* _What is being asked_
Pull out each line in the records below that contains the string "blade", matching case exactly.

* _Supplied records_

++++++++

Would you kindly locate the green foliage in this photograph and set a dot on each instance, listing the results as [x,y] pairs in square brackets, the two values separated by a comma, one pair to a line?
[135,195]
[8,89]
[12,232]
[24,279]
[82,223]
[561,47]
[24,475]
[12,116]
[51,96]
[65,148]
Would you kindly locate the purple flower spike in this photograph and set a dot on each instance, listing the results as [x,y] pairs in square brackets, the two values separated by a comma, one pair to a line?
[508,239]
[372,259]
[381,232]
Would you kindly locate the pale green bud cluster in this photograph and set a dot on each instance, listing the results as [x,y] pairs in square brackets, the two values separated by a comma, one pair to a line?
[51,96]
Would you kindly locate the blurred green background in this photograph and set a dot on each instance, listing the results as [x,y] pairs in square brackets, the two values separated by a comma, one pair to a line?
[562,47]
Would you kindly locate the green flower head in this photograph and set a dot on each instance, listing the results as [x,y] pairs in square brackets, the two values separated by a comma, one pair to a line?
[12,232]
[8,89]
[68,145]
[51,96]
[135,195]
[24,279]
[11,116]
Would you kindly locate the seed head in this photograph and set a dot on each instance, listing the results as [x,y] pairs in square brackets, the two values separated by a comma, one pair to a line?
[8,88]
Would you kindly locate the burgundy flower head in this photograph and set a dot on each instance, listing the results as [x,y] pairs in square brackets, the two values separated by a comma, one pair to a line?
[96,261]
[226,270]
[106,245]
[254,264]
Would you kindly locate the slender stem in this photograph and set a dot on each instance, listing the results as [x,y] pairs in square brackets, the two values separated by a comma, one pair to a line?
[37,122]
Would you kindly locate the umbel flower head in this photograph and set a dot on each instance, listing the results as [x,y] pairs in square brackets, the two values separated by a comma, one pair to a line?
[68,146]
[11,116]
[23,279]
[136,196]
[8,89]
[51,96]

++++++++

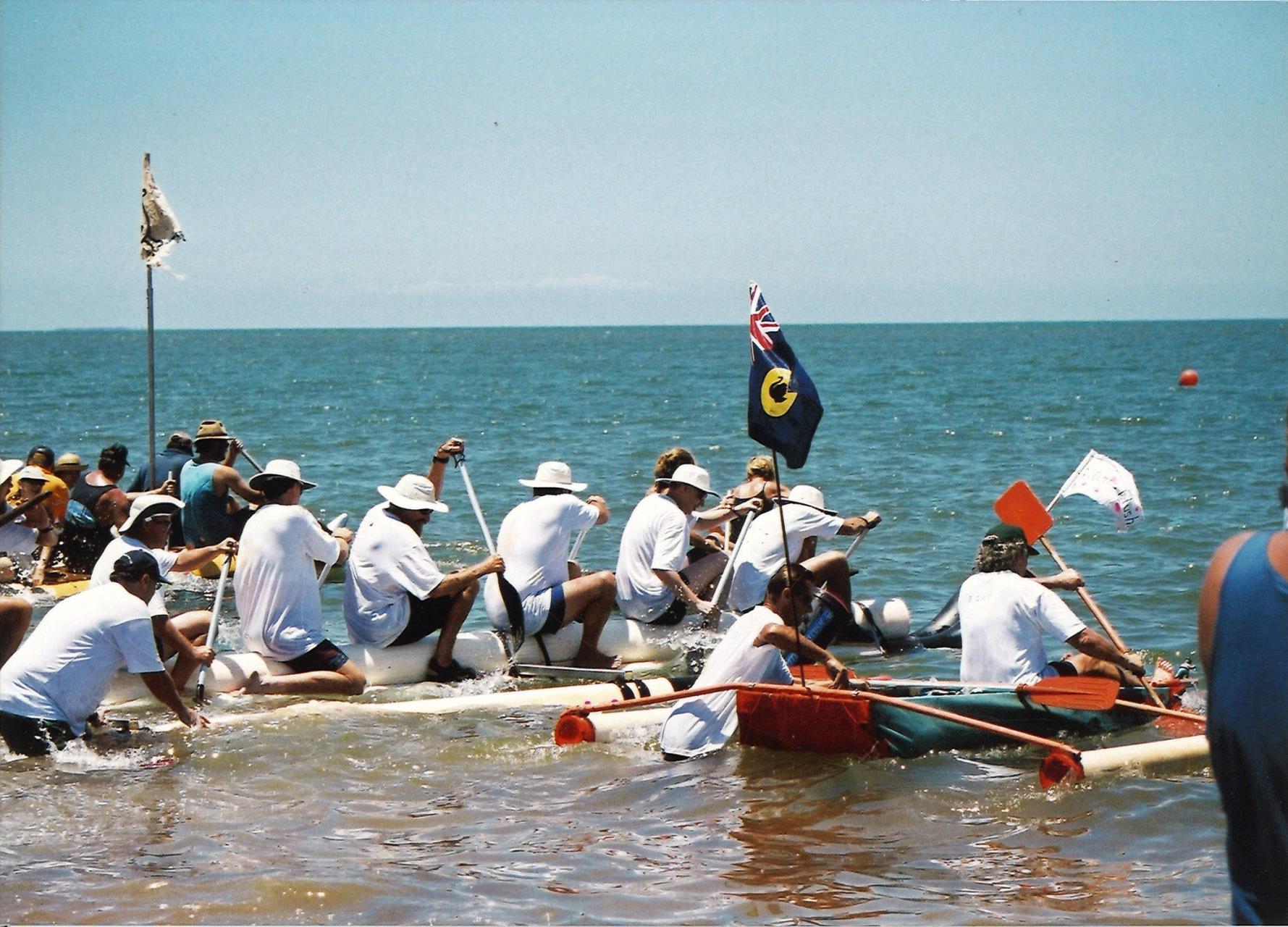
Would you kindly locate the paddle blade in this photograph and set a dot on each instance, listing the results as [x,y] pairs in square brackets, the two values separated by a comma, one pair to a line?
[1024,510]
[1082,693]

++++++++

* _Result of this task_
Would you kindly locate the paddle blade in this photograph and set a dot on each instance, listing the results as [x,y] pairs in square brackets, the two values separated by a comma, one pair to a line?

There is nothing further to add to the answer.